* [ISTRUZIONE A]: Ricopia senza alcuna modifica le righe dei record, dalla riga che contiene "Note to the class: point out every instance of the middle" fino all'ultima riga dei record, entrambe incluse.

* [BLOCCO DI TESTO]:
· · · · ·

E noi chi siamo? Può stare benissimo due giorni anche con noi !
Come si poteva dargli torto? Anche se in Parrocchia già si
brontolava che stavo fuori troppo e si parlava addirittura che avessi avuto un
grave incidente di macchina, come potevo piantarli appena visti?
Quando i miei buoni amici di qui, che erano in ansia, avranno
letto quanto sto scrivendo, capiranno che la colpa non era mia e nemmeno di
loro, i nostri emigrati, anche se qualcuno può essere incolpato di egoismo (non
biasimevole, ben inteso) come ebbe a dire il signor Angelo De Mario.
° ° °
Prima di procedere con ordine, vado con il pensiero a
chiedere scusa a quelli che non ho potuto visitare. Antonio, Giovanni, Osvaldo,
Irene a Munchenstein; Eugenio, Pasquale, Olindo, Vincenzo a Winterthur; Nino e
Rica a Wittingen;L Dino, Germano e Lucia a Olten (eppure mi ero fermato e avevo
cercato di loro!); Antonietta e Giuseppina, Angelina, Aurora (son sicuro che
dimentico qualche nome) a Bellinzona e Lugano: questi avranno la bontà di
perdonarmi e di capire quanto mi sia dispiaciuto non averli visti. Mi sarebbero
occorsi altri parecchi giorni così da toccare il mese di assenza. Un'altra
volta essi saranno i primi.
° ° °
Si può aver pensato qualsiasi cosa quando, in paese giunse
la notizia telegrafica, (ma come sono precisi questi tedeschi!) che di noi
sull'autostrada germanica non si era trovata che la giacca di Filiberto: in
realtà, grazie ai voti e alle preghiere di tante buone persone e alle premurose
raccomandazioni di Agostino Polzotto, abbiamo toccato Innsbruk, Monaco, Dachau
(campo di concentramento e forni crematori), ci siamo infilati su quel magnifico
nastro stradale che è l'autobhan germanica, in continuo movimento ondulatorio,
sulle praterie e sui boschi della Baviera, del Wurttemberg, dell'Assia, correndo
via lisci come l'olio, abbiamo sfiorato Augusta, Ulma, Stoccarda, Darmstadt
(dove abbiamo passato la seconda notte all'aperto) e Francoforte.
Invano a Francoforte abbiamo cercato con l'occhi le rovine
della guerra. Si rimane stupiti dell'ordine e della disciplina, in Germania, ma
forse poco persuasi della fredda cortesia della gente. Una sola volta la polizia
ci ha fermati, su denuncia di un corpulento tedesco: non gli avevamo ceduto il
passo, chissà, forse per un attimo di disattenzione. Ci ha salvato la
perorazione dello studente autostoppista, che a Baden, aveva visto centinaia di
macchine tedesche sfrecciare davanti al suo gesto implorante e che noi,
italiani, avevamo raccolto e sfamato e stavamo portando a casa sua. Due marchi
di multa però li abbiamo pagati!

· · · · ·

* [VOCI DEL DATASET]:
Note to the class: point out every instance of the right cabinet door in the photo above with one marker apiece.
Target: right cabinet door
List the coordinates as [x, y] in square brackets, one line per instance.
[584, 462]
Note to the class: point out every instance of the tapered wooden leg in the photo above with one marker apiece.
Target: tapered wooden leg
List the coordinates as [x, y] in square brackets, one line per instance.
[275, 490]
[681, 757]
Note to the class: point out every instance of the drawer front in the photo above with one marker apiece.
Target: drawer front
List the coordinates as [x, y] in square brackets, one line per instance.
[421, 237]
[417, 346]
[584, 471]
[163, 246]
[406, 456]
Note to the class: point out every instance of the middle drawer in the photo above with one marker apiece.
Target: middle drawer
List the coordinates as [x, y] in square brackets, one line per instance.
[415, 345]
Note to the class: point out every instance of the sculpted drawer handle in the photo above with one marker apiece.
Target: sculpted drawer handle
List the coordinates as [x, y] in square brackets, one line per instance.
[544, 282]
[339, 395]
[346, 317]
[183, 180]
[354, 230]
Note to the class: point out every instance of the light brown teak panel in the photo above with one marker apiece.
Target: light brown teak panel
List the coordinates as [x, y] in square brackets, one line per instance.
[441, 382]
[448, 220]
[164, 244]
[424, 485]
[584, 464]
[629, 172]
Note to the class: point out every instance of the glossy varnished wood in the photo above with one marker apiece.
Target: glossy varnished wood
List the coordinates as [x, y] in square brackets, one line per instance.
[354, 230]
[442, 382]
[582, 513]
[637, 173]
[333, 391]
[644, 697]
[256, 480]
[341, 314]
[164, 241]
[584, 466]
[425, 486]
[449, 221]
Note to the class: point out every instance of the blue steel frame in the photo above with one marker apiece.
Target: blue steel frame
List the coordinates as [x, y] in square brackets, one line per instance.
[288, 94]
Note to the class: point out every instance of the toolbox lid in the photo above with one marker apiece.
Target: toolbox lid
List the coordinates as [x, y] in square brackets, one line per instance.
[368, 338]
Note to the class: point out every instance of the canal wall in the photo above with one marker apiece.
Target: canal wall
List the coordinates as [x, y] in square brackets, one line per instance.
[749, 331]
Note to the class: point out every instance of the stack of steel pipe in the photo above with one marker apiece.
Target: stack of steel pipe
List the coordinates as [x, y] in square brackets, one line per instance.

· · · · ·

* [ISTRUZIONE B]: Secondo il blocco di testo, in quale città i viaggiatori hanno passato la seconda notte all'aperto?

* [RISPOSTA FINALE A]:
Note to the class: point out every instance of the middle drawer in the photo above with one marker apiece.
Target: middle drawer
List the coordinates as [x, y] in square brackets, one line per instance.
[415, 345]
Note to the class: point out every instance of the sculpted drawer handle in the photo above with one marker apiece.
Target: sculpted drawer handle
List the coordinates as [x, y] in square brackets, one line per instance.
[544, 282]
[339, 395]
[346, 317]
[183, 180]
[354, 230]
Note to the class: point out every instance of the light brown teak panel in the photo above with one marker apiece.
Target: light brown teak panel
List the coordinates as [x, y] in square brackets, one line per instance.
[441, 382]
[448, 220]
[164, 244]
[424, 485]
[584, 464]
[629, 172]
Note to the class: point out every instance of the glossy varnished wood in the photo above with one marker apiece.
Target: glossy varnished wood
List the coordinates as [x, y] in square brackets, one line per instance.
[354, 230]
[442, 382]
[582, 513]
[637, 173]
[333, 391]
[644, 697]
[256, 480]
[341, 314]
[164, 241]
[584, 466]
[425, 486]
[449, 221]
Note to the class: point out every instance of the blue steel frame in the photo above with one marker apiece.
Target: blue steel frame
List the coordinates as [x, y] in square brackets, one line per instance.
[288, 94]
Note to the class: point out every instance of the toolbox lid in the photo above with one marker apiece.
Target: toolbox lid
List the coordinates as [x, y] in square brackets, one line per instance.
[368, 338]
Note to the class: point out every instance of the canal wall in the photo above with one marker apiece.
Target: canal wall
List the coordinates as [x, y] in square brackets, one line per instance.
[749, 331]
Note to the class: point out every instance of the stack of steel pipe in the photo above with one marker apiece.
Target: stack of steel pipe
List the coordinates as [x, y] in square brackets, one line per instance.

* [RISPOSTA FINALE B]: A Darmstadt.